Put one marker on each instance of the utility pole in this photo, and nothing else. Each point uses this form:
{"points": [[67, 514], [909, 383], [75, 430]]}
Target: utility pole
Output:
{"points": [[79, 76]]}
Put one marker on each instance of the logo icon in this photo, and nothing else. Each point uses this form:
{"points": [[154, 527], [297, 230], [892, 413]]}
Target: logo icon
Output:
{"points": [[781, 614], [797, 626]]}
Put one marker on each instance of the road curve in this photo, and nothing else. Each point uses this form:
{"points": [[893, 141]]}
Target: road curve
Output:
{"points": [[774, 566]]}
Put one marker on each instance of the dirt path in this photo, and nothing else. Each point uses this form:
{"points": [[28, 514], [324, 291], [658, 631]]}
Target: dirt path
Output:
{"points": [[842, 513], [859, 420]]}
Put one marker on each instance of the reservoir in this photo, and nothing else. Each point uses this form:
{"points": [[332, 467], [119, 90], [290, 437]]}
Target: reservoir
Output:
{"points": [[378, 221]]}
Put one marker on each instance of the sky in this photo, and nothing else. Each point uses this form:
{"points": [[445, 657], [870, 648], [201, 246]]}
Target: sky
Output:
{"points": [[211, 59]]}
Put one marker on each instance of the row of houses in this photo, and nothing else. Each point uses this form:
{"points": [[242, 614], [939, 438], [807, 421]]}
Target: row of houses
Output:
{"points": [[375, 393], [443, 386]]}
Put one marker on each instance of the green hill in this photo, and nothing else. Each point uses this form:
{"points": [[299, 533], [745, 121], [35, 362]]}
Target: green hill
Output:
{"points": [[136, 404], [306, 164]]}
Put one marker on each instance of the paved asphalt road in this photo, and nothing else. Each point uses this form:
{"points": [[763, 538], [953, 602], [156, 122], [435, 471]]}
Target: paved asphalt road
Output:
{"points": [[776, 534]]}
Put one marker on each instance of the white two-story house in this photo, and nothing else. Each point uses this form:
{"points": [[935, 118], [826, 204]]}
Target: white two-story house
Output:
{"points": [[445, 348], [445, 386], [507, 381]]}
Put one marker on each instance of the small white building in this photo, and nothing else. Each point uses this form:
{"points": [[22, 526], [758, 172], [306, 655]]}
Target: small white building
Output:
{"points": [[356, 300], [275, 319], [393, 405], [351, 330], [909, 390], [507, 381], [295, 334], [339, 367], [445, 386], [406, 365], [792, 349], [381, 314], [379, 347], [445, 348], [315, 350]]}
◇ ◇ ◇
▶ _SET PROBLEM_: Copy the whole listing above word for word, from its first line to its last, with nothing changed, added, or left out.

▶ _THE RESPONSE_:
Put one marker on each instance of the utility pole in this photo, and nothing else. Each point uses this form:
{"points": [[67, 514], [909, 383], [75, 430]]}
Target: utility pole
Output:
{"points": [[79, 76]]}
Put one marker on each instance of the logo icon in this photo, and nothing else. Each point uses this form:
{"points": [[154, 527], [297, 230], [892, 413]]}
Target: logo icon
Output:
{"points": [[781, 614], [797, 626]]}
Put one marker on each instance of the road curve in this photo, and nothing else. Each point uses this form:
{"points": [[893, 141]]}
Target: road curve
Output:
{"points": [[774, 566]]}
Put one marker on each instance of the dirt path in this photo, and nothing else. Each point uses this form:
{"points": [[28, 514], [324, 291], [658, 631]]}
Target: dirt path
Output:
{"points": [[842, 513], [859, 420]]}
Put one marker on each instance of the reservoir in this photo, and nothing else. Each point uses this form:
{"points": [[332, 467], [119, 90], [290, 437]]}
Target: reservoir
Output:
{"points": [[378, 221]]}
Put one marker on each instance of the sky in this photo, and nothing else. Each point uses this form:
{"points": [[445, 657], [870, 648], [201, 246]]}
Target: sky
Output:
{"points": [[211, 59]]}
Put one marker on each instance of the row of houses in this photo, and nothing else. Each point uses this form:
{"points": [[242, 614], [939, 438], [807, 421]]}
Target: row of houses
Output:
{"points": [[375, 393], [443, 386]]}
Put one marker on each instance of the green hill in this photo, and nothing else. Each point uses this form:
{"points": [[299, 533], [745, 121], [35, 362]]}
Target: green hill
Output:
{"points": [[136, 404], [306, 164]]}
Put one marker on each instance of the paved asphalt road in this photo, and nothing else. Each point uses this form:
{"points": [[763, 538], [953, 602], [156, 122], [435, 471]]}
Target: paved asphalt road
Output:
{"points": [[776, 534]]}
Put one marker on each instance of the white two-story house in this photo, and nothing else. Each point uses this form:
{"points": [[935, 118], [826, 204]]}
Target: white two-story house
Output:
{"points": [[445, 348], [445, 386], [507, 381]]}
Put one marker on each instance of the small white building in this photo, and nothing else. Each point uses this form:
{"points": [[22, 526], [758, 172], [306, 655]]}
Target: small white building
Output:
{"points": [[356, 300], [275, 319], [393, 405], [351, 330], [909, 390], [507, 381], [295, 334], [339, 367], [445, 386], [406, 365], [792, 349], [381, 314], [379, 347], [445, 348], [315, 350]]}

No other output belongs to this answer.